**GIVEN INSTRUCTION**
Can you write out the whole listing exactly?

**INPUT ROWS**
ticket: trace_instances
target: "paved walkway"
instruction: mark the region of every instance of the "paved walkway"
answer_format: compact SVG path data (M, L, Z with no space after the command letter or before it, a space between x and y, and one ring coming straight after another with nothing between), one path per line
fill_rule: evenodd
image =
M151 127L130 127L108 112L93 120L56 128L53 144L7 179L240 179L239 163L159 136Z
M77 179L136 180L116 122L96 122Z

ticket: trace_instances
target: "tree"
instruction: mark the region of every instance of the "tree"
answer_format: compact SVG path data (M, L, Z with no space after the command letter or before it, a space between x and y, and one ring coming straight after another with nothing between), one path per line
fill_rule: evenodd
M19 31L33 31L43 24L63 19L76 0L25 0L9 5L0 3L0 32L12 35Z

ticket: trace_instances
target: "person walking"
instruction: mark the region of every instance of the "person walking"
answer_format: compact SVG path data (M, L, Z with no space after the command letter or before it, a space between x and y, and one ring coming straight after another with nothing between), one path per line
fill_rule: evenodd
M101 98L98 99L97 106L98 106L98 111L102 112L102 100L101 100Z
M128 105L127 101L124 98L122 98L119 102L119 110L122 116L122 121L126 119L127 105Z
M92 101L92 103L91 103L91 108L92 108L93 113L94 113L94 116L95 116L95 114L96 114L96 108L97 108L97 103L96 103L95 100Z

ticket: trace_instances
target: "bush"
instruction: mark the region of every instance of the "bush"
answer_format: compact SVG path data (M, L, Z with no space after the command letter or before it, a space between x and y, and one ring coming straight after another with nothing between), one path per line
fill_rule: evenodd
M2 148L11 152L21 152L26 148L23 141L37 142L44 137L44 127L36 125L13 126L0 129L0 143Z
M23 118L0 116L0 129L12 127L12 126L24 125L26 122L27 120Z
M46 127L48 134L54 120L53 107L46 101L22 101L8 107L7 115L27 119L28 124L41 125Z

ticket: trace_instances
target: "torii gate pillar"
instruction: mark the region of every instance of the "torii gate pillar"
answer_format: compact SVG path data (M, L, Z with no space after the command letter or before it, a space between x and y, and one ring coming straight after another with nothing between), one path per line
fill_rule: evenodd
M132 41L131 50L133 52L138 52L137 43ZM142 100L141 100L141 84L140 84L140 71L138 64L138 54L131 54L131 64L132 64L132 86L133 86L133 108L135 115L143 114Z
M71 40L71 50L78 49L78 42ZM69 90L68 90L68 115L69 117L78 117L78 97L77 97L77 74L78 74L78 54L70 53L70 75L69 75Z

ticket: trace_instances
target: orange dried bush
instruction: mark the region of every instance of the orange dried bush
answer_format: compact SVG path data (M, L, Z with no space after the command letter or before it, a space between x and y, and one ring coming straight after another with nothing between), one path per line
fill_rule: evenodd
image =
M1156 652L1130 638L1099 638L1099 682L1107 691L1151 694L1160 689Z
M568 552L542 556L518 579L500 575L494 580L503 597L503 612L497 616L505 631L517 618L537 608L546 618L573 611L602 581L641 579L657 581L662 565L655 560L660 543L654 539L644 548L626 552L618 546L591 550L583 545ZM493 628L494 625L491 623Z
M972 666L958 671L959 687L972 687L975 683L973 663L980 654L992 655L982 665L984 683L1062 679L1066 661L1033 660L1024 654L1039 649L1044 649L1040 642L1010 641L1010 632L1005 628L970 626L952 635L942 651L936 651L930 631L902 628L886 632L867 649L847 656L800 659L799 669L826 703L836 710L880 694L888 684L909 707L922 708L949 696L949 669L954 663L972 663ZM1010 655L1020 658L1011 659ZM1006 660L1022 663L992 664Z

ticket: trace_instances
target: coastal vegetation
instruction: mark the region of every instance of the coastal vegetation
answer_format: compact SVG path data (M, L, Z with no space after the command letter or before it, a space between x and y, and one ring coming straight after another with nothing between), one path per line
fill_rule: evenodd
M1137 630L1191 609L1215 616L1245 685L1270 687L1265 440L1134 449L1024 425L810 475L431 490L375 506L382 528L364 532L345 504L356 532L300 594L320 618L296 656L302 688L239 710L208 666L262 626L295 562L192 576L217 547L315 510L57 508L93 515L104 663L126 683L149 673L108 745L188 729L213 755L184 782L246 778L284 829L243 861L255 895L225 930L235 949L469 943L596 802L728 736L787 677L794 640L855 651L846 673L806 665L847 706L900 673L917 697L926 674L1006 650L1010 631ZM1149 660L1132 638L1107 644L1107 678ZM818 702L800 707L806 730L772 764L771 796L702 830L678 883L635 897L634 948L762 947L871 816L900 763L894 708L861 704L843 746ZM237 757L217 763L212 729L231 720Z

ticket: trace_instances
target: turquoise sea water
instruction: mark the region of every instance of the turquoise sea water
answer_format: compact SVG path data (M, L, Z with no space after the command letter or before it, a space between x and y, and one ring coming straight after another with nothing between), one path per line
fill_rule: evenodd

**FINAL ANSWER**
ticket: trace_instances
target: "paved walkway"
instruction: mark the region of every instance of the "paved walkway"
answer_format: compact SVG path data (M, L, Z with no space after the command letter or before it, a space between x and y, and one ring coming straight after another with nothing between), one path per line
fill_rule: evenodd
image =
M151 127L130 127L108 112L93 120L56 128L53 144L7 179L240 179L239 163L159 136Z
M77 179L136 180L116 122L96 122Z

ticket: trace_instances
target: "tree"
instruction: mark the region of every instance of the "tree"
answer_format: compact SVG path data (M, L, Z with no space after the command letter or before it, a space between x and y, and one ring coming straight after another with nothing between), one path per line
fill_rule: evenodd
M19 31L33 31L43 24L63 19L76 0L25 0L9 5L0 3L0 32L12 35Z

ticket: trace_instances
target: "person walking"
instruction: mark the region of every instance of the "person walking"
answer_format: compact SVG path data (M, L, Z with no space after the command letter or before it, a space between x and y, and one ring coming straight after another with nothing between), one path per line
fill_rule: evenodd
M101 98L98 99L97 106L98 106L98 111L102 112L102 100L101 100Z
M128 105L127 101L124 98L122 98L119 102L119 110L122 116L122 121L126 119L127 105Z
M92 101L92 103L91 103L91 108L92 108L93 113L94 113L94 116L95 116L95 114L96 114L96 108L97 108L97 103L96 103L95 100Z

ticket: trace_instances
target: "bush"
instruction: mark the region of every instance of the "bush"
answer_format: compact SVG path data (M, L, Z with no space after the command letter or before it, a space between x and y, and one ring coming straight after another with nothing between), one path per line
fill_rule: evenodd
M2 148L11 152L21 152L26 148L23 141L37 142L44 137L44 127L36 125L13 126L0 129L0 143Z
M23 118L0 116L0 129L12 127L12 126L24 125L26 122L27 120Z
M46 127L48 134L54 120L53 107L46 101L22 101L8 107L7 115L27 119L28 124L41 125Z

ticket: trace_instances
target: "torii gate pillar"
instruction: mark the region of every instance of the "torii gate pillar"
answer_format: compact SVG path data (M, L, Z with no space after the command letter or before it, a space between x and y, and one ring coming straight after another with nothing between), one path per line
fill_rule: evenodd
M132 41L131 50L133 52L138 52L137 43ZM142 100L141 100L141 84L140 84L140 71L138 64L138 54L131 54L131 64L132 64L132 86L133 86L133 108L135 115L143 114Z
M71 40L71 50L78 49L78 42ZM69 90L68 90L68 115L69 117L78 117L78 97L77 97L77 74L78 74L78 54L70 53L70 75L69 75Z

ticket: trace_instances
target: orange dried bush
instruction: mark the region of every instance of the orange dried bush
answer_format: compact SVG path data (M, L, Z with no space after the command letter or before it, a space between x and y, and one ring coming straight after another with nothing between), one path per line
fill_rule: evenodd
image =
M1156 652L1130 638L1099 638L1099 682L1107 691L1151 694L1160 689Z
M568 552L542 556L518 579L500 575L494 580L503 597L503 612L497 616L505 631L517 618L537 608L546 618L573 611L602 581L641 579L657 581L662 565L655 560L660 543L654 539L644 548L626 552L618 546L591 550L583 545ZM493 628L494 625L491 623Z
M972 666L958 671L959 687L972 687L975 683L973 663L980 654L992 655L982 665L984 683L1062 679L1066 661L1033 660L1024 654L1039 649L1044 649L1040 642L1010 641L1010 632L1005 628L970 626L952 635L942 651L936 651L930 631L902 628L886 632L867 649L847 656L800 659L799 669L826 703L836 710L880 694L888 684L909 707L922 708L949 696L949 669L954 663L972 663ZM1010 655L1020 658L1011 659ZM1006 660L1022 663L992 664Z

ticket: trace_instances
target: coastal vegetation
instruction: mark the region of every instance of the coastal vegetation
answer_format: compact SVG path data (M, L, Z with no space after the command letter or before it, a space between x and y, and one ring coming straight after another with nothing between), one path per line
fill_rule: evenodd
M1137 630L1191 609L1215 616L1245 685L1270 687L1265 440L1134 449L1024 425L810 475L431 490L375 506L382 528L364 532L345 504L356 532L300 594L320 618L296 656L302 688L239 710L208 666L262 626L295 562L192 576L217 547L315 510L57 508L93 515L104 663L126 683L149 673L108 745L188 729L213 755L184 782L246 778L284 829L243 861L255 895L225 930L235 949L469 943L596 802L728 736L787 677L794 640L855 651L846 673L806 665L847 706L900 673L917 697L926 674L1006 650L1010 631ZM1149 660L1132 638L1107 644L1107 678ZM818 702L800 707L806 730L772 764L771 796L702 830L678 883L635 897L634 948L762 947L871 816L900 763L894 708L861 704L843 746ZM237 757L217 763L212 729L231 720Z

ticket: trace_instances
target: turquoise sea water
instruction: mark the region of every instance of the turquoise sea water
answer_format: compact SVG path data (M, L, Z with no space after the command letter or before it, a space between x and y, and one ring coming straight after another with nothing between), one path per line
fill_rule: evenodd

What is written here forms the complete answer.